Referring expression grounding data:

"""

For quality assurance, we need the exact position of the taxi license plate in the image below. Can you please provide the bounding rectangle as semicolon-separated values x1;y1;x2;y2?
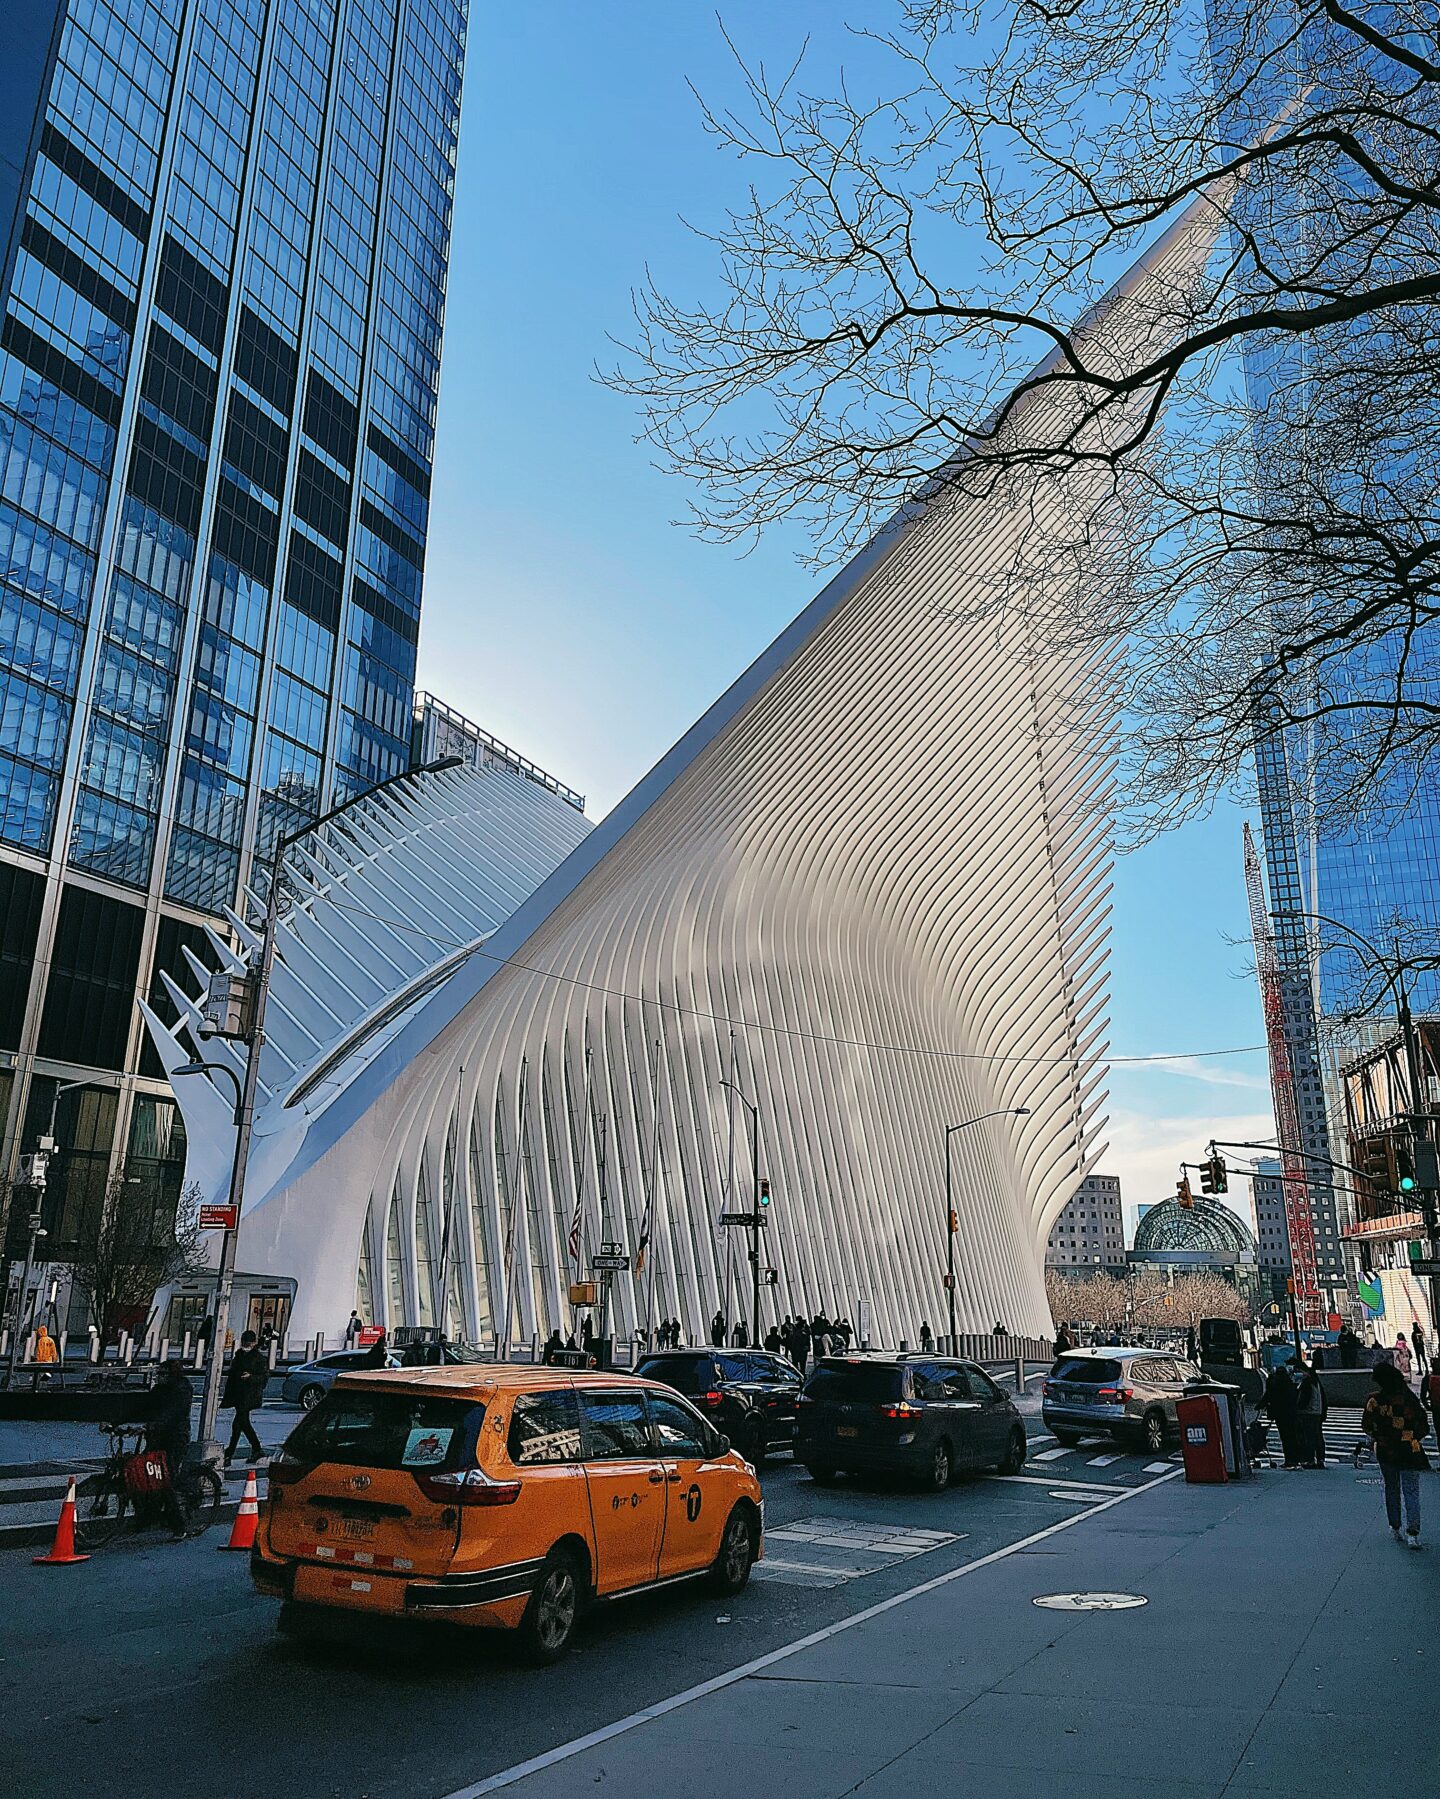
338;1518;375;1542
836;1425;859;1438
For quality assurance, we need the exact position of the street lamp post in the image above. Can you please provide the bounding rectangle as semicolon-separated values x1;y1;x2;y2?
5;1078;98;1386
944;1109;1031;1353
718;1079;761;1346
185;756;462;1457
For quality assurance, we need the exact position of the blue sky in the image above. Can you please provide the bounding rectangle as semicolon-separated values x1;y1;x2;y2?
416;3;1276;1228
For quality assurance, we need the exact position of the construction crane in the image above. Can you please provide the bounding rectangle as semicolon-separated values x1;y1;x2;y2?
1243;824;1325;1328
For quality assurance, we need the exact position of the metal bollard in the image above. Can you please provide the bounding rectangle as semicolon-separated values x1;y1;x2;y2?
159;1337;170;1364
1014;1354;1024;1392
182;1331;193;1363
89;1329;101;1363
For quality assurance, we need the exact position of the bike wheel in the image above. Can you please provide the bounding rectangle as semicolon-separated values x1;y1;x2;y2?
180;1466;224;1537
74;1474;129;1551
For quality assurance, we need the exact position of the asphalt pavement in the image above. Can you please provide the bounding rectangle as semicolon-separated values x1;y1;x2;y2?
1;1412;1178;1799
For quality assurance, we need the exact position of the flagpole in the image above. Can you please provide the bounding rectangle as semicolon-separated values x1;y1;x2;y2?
642;1031;663;1348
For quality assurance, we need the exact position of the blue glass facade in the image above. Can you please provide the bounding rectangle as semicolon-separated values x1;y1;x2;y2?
1210;2;1440;1305
0;0;467;1258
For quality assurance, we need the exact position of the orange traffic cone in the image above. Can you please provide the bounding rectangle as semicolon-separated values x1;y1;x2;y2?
220;1468;260;1551
33;1475;91;1566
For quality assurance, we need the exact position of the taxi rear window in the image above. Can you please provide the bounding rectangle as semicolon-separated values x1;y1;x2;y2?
287;1390;484;1472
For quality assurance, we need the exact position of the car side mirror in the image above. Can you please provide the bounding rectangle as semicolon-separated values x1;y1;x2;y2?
715;1433;731;1456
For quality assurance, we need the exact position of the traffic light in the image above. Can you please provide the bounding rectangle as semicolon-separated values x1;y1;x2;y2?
1176;1175;1194;1209
1199;1153;1227;1195
759;1178;771;1207
1395;1140;1417;1195
948;1208;959;1234
1360;1135;1395;1193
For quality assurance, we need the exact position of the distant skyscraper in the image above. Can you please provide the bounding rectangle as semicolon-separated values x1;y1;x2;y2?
1250;1156;1292;1303
0;0;467;1310
1045;1175;1127;1277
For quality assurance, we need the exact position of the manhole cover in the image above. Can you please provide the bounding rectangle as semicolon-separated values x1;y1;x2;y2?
1033;1591;1148;1611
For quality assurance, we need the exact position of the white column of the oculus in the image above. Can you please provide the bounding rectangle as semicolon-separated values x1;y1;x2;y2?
147;198;1223;1348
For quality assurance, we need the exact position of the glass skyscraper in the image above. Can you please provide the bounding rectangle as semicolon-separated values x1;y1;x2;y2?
1209;1;1440;1312
0;0;466;1312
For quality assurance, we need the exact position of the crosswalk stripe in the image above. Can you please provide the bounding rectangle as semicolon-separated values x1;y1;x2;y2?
1087;1453;1122;1466
1032;1447;1072;1461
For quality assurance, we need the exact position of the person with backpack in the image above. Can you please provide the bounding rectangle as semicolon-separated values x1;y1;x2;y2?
223;1329;269;1467
1362;1360;1431;1549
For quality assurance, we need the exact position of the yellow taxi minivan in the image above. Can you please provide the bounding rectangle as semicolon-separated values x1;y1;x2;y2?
251;1365;764;1662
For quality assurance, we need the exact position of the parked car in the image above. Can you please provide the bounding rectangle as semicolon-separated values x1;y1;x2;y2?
794;1354;1026;1490
281;1349;400;1409
253;1366;763;1662
633;1348;800;1463
1041;1347;1202;1454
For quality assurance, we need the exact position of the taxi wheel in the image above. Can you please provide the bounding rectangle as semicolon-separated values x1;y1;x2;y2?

"""

YOUR ASSIGNMENT: Please retype the records above exactly, excluding every picture.

WRITTEN RESPONSE:
For quality assurance, we need the exact position of the taxi license plate in the image below. Can you please provide the bounding rectangle as semicolon-separated values x1;y1;x2;y2?
338;1518;375;1542
836;1425;859;1438
For quality assurance, we need the exact position of the street lamp post in the image above. Can you please provide the bounding rectangle as semicolon-separated values x1;y1;x2;y2?
5;1078;98;1386
944;1109;1031;1353
718;1079;761;1346
185;756;462;1457
For quality assurance, we need the exact position of the blue sky in the image above. Can you please provide the bounding rectangle as semicolon-separated values x1;y1;x2;y2?
416;3;1276;1228
For quality assurance, we need the exact position of the construction crane in the image above. Can you please provide the bounding rectangle as semicolon-separated values x1;y1;x2;y2?
1243;824;1325;1328
For quality assurance, we need the exact position of the metal bollard in the image above. Can you please provide the bounding rectangle as semicolon-separated values x1;y1;x2;y2?
159;1337;170;1364
1014;1354;1024;1392
182;1331;193;1363
89;1329;101;1363
For quality assurance, we need the exact position of the bike wheel in the image above. Can you please provide the bounding rectangle as semicolon-separated values x1;y1;x2;y2?
180;1466;224;1537
74;1474;129;1551
For quality assurance, we need the exact position of the asphalt pavement in the image above. Can you please provide the bounding rectangle as semicolon-separated values x1;y1;x2;y2?
1;1412;1178;1799
For quality assurance, we need the exact position of the flagpole in the image above. Can you please provide the bounding rectangle as semicolon-separated values x1;y1;x2;y2?
642;1031;663;1348
For quality assurance, we need the exact position of the blue glass facade in the image above. Can you please provide the bounding rectangle as semicolon-separated values x1;y1;x2;y2?
1210;2;1440;1305
0;0;467;1258
For quality assurance, we need the exact position of the orange traffic cone in the image above. Can you please provide the bounding rectangle as semicolon-separated values x1;y1;x2;y2?
220;1468;260;1551
33;1475;91;1566
For quality assurance, we need the exact position of the taxi rear window in the image above. Can you please provide the bounding rectangle as semicolon-separated values x1;y1;x2;y2?
287;1390;484;1472
For quality assurance, we need the exact position of the car side mirror in the image above. Can you please provide the bounding rectangle as semicolon-separated values x1;y1;x2;y2?
715;1433;731;1456
For quality assurance, we need the exact position of the traffic light in the image above. Can you please provide the bounding rectangle as semicolon-separated values x1;y1;x2;y2?
1176;1175;1194;1209
1199;1153;1227;1195
759;1178;771;1207
1395;1140;1417;1195
948;1208;959;1234
1360;1135;1395;1193
For quality assurance, we need the exact position of the distant skyscraper in the image above. Can you please provide the bounding rectangle as semicolon-separated values x1;y1;x2;y2?
1250;1156;1292;1303
0;0;467;1310
1045;1175;1127;1277
For quality assurance, we need the exact position of the manhole cover in the image above. Can you please provide the bounding rectangle as semicolon-separated values x1;y1;x2;y2?
1033;1591;1148;1611
For quality assurance, we need the exact position of the white column of the oculus in the image above. Can you please provide the bounding rectangle as semicolon-separated values x1;y1;x2;y2?
147;198;1223;1348
For quality assurance, we need the exact position of the glass skyscraper in the image above. Can you please provide the bounding rectangle as semicolon-separated values x1;y1;x2;y2?
1209;1;1440;1312
0;0;466;1312
For quality assurance, we need the exact position of the crosswalk stripe in the image above. Can you please provide the bounding rectangle as semicolon-separated values x1;y1;x2;y2?
1087;1453;1122;1466
1032;1447;1072;1461
For quality assurance, we need the exact position of the person with backpack in the image above. Can you please provide the bounding rectangle as semicolon-separated values x1;y1;x2;y2?
223;1329;269;1467
1362;1360;1431;1549
For quality assurance, we need the exact position of the yellow taxi minivan in the image above. Can you please provide the bounding rectangle as semicolon-separated values x1;y1;x2;y2?
251;1365;764;1662
For quality assurance, we need the exact position of the parked car in the image above. Can you please provide the bounding rectangle as semicolon-separated values x1;y1;x2;y2?
794;1354;1026;1490
281;1349;400;1409
253;1366;763;1662
633;1348;800;1463
1041;1347;1202;1454
For quality assurance, we need the exact position of the taxi wheel in the image above. Can you please provide the bounding rectangle as semicolon-separated values x1;y1;x2;y2?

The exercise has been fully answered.